- TASK DIRECTIONS
Find every line in the items below that contains the string "cargo" and copy each of those lines. Case counts.

- LISTED ENTRIES
+ + +

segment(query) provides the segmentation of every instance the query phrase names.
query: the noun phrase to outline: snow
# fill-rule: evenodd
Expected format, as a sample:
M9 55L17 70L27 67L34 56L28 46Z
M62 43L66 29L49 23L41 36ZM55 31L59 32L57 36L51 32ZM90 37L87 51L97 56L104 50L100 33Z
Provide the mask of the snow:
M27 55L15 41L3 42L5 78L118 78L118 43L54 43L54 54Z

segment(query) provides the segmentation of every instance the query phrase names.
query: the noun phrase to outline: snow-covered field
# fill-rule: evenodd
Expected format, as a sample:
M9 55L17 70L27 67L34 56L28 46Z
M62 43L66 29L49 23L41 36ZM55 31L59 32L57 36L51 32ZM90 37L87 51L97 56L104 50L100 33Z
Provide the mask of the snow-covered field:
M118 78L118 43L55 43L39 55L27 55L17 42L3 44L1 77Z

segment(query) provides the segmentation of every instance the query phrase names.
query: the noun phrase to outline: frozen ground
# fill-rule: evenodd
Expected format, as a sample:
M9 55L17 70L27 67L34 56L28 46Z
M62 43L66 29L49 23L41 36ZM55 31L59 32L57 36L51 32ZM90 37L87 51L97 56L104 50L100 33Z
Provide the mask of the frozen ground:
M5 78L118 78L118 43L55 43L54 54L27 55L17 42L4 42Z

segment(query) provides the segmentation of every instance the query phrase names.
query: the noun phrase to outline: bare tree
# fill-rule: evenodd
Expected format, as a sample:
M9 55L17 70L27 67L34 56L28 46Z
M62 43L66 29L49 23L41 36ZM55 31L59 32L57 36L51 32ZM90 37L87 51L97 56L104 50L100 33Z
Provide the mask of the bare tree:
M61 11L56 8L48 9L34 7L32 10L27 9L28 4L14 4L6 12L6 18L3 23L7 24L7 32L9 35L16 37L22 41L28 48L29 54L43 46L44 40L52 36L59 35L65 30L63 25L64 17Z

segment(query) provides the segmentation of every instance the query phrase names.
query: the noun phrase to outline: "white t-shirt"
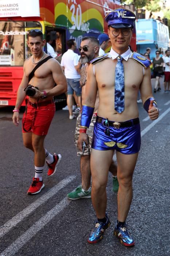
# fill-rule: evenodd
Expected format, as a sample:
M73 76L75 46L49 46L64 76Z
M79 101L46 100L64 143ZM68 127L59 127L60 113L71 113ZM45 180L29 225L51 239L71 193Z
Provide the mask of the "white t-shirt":
M170 62L170 57L168 57L167 56L163 56L162 59L163 60L164 63L165 64L165 72L170 72L170 66L167 65L166 63L167 62Z
M98 55L99 56L100 55L103 55L103 54L105 54L105 52L101 48L100 48L99 52L98 53Z
M49 43L47 43L47 53L49 55L53 57L53 58L55 58L57 56L57 54L55 53L54 48Z
M74 67L78 65L80 57L70 49L67 50L62 56L61 66L64 67L64 74L66 78L80 78L80 75Z

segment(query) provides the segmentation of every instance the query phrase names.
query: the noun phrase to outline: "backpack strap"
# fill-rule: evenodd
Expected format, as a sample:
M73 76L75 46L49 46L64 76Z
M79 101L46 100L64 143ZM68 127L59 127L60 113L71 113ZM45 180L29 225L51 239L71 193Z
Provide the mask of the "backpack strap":
M44 59L43 60L42 60L41 61L40 61L38 63L37 65L35 66L35 68L32 69L32 71L31 72L30 74L28 76L28 84L30 82L30 81L31 80L32 78L34 76L34 73L35 71L35 70L36 70L37 68L38 68L40 66L41 66L45 62L46 62L46 61L47 61L47 60L48 60L49 59L51 59L51 58L53 58L51 56L48 56L45 59Z

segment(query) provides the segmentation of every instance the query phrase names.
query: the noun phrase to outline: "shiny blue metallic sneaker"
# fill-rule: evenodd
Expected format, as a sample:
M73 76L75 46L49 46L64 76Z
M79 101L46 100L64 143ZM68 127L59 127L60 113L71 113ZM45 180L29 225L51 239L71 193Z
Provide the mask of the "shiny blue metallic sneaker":
M132 246L135 245L134 240L128 233L126 227L118 227L117 228L116 224L114 234L120 238L120 242L125 246Z
M96 221L95 227L92 230L88 239L88 242L90 244L96 244L99 242L103 238L103 234L105 230L107 229L111 225L111 222L106 213L107 221L106 223Z

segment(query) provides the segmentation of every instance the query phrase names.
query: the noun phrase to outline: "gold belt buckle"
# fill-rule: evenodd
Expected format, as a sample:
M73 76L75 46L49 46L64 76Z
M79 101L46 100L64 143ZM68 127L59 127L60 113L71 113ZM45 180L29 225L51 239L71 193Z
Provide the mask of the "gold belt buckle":
M119 129L120 127L120 123L118 123L117 122L114 122L113 123L113 125L114 128Z

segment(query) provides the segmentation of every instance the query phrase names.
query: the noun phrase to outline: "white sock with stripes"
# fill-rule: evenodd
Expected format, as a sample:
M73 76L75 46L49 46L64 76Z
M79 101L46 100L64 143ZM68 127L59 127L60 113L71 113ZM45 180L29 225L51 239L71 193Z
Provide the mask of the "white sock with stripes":
M54 162L54 157L53 155L51 155L45 148L45 154L46 154L46 161L48 163L51 165Z
M42 166L42 167L37 167L35 166L35 178L39 178L39 181L42 181L42 173L43 172L43 169L44 169L44 166Z

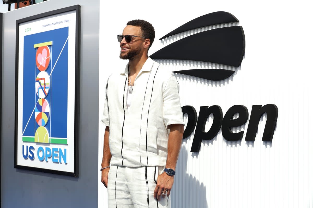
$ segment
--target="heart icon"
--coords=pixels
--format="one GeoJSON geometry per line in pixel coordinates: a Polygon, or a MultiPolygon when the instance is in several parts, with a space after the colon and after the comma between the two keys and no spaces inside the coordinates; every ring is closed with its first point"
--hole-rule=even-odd
{"type": "Polygon", "coordinates": [[[47,58],[47,49],[44,48],[43,49],[41,53],[38,54],[37,56],[37,61],[40,65],[45,68],[46,67],[46,60],[47,58]]]}

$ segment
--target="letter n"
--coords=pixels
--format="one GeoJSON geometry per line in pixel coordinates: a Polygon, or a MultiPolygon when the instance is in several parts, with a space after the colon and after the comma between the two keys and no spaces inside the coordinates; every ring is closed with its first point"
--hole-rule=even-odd
{"type": "Polygon", "coordinates": [[[278,109],[274,104],[267,104],[261,108],[262,106],[261,105],[252,106],[248,129],[247,130],[246,141],[254,140],[259,127],[259,121],[262,115],[265,113],[267,114],[267,118],[262,141],[271,142],[273,139],[276,122],[278,117],[278,109]]]}

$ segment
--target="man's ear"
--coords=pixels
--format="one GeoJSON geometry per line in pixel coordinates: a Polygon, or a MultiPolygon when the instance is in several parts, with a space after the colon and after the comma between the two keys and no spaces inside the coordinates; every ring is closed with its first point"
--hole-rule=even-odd
{"type": "Polygon", "coordinates": [[[149,48],[150,46],[150,39],[146,39],[144,43],[143,47],[145,48],[149,48]]]}

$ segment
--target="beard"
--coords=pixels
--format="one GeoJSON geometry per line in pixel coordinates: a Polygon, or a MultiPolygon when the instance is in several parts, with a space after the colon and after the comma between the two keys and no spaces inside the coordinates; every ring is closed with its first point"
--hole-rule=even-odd
{"type": "Polygon", "coordinates": [[[120,54],[120,58],[122,59],[131,60],[139,55],[141,52],[141,49],[139,47],[130,49],[126,54],[120,54]]]}

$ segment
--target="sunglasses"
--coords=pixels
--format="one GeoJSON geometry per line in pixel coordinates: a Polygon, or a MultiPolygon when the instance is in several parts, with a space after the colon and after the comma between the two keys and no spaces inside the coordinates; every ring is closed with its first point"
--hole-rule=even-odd
{"type": "Polygon", "coordinates": [[[142,37],[143,38],[144,38],[145,39],[148,39],[147,38],[145,37],[144,37],[137,36],[136,35],[118,35],[117,40],[120,43],[121,41],[122,41],[122,40],[123,40],[123,38],[125,37],[125,41],[126,41],[126,42],[129,43],[132,40],[133,37],[142,37]]]}

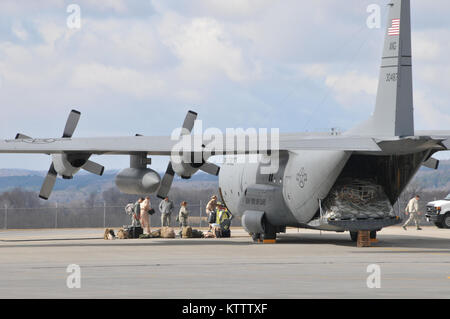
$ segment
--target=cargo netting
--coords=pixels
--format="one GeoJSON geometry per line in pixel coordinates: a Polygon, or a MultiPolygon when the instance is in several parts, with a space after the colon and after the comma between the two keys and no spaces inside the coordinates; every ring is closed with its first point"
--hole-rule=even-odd
{"type": "Polygon", "coordinates": [[[342,180],[322,202],[327,219],[367,219],[394,217],[394,209],[383,187],[365,180],[342,180]]]}

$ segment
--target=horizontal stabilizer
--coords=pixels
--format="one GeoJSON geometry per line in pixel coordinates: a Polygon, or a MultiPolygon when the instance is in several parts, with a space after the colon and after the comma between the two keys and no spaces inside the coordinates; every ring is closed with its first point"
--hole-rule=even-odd
{"type": "Polygon", "coordinates": [[[428,160],[426,160],[425,162],[423,162],[422,164],[425,167],[431,168],[431,169],[438,169],[439,167],[439,160],[430,157],[428,160]]]}

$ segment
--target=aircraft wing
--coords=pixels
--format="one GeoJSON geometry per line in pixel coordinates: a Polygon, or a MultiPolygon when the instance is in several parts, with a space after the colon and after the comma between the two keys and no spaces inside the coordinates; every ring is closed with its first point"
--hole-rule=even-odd
{"type": "MultiPolygon", "coordinates": [[[[329,150],[329,151],[380,151],[377,143],[368,137],[314,136],[303,134],[280,134],[278,142],[251,143],[248,136],[223,135],[215,137],[208,143],[195,135],[183,140],[183,150],[196,148],[190,145],[205,145],[213,155],[251,154],[266,150],[329,150]],[[234,142],[230,142],[234,141],[234,142]],[[255,145],[256,144],[256,145],[255,145]],[[262,146],[261,146],[262,145],[262,146]]],[[[260,136],[257,137],[260,141],[260,136]]],[[[174,148],[179,148],[180,141],[170,136],[130,136],[100,138],[18,138],[0,140],[0,153],[89,153],[95,155],[117,154],[127,155],[146,152],[149,155],[171,155],[174,148]]],[[[200,146],[201,147],[201,146],[200,146]]]]}

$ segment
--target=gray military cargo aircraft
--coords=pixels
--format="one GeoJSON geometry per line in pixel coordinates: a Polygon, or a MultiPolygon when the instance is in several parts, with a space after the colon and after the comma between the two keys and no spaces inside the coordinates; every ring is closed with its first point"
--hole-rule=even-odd
{"type": "Polygon", "coordinates": [[[242,216],[254,240],[274,240],[287,226],[350,231],[352,239],[359,230],[376,232],[399,223],[392,205],[420,166],[437,169],[439,161],[432,155],[450,150],[450,131],[414,130],[410,1],[392,0],[389,6],[375,111],[345,133],[280,134],[270,144],[261,143],[261,135],[256,136],[257,143],[239,134],[208,138],[191,135],[197,114],[189,111],[178,139],[140,135],[72,138],[80,117],[72,111],[61,138],[17,134],[13,140],[0,141],[0,153],[52,156],[39,195],[44,199],[50,196],[58,175],[70,179],[80,169],[101,175],[104,168],[90,161],[91,155],[129,155],[130,168],[116,177],[122,192],[157,192],[164,198],[175,174],[190,178],[202,170],[219,175],[223,202],[233,214],[242,216]],[[256,161],[248,160],[255,154],[256,161]],[[226,155],[220,168],[208,162],[215,155],[226,155]],[[148,156],[170,156],[162,179],[147,167],[151,164],[148,156]],[[247,160],[241,163],[238,157],[247,160]],[[277,169],[263,173],[275,159],[277,169]],[[374,211],[370,201],[379,195],[384,206],[375,205],[374,211]],[[341,214],[349,207],[356,207],[356,213],[341,214]],[[371,214],[377,209],[384,211],[371,214]],[[371,213],[364,215],[366,210],[371,213]]]}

+ + +

- OUTPUT
--target=cargo netting
--target=gray military cargo aircraft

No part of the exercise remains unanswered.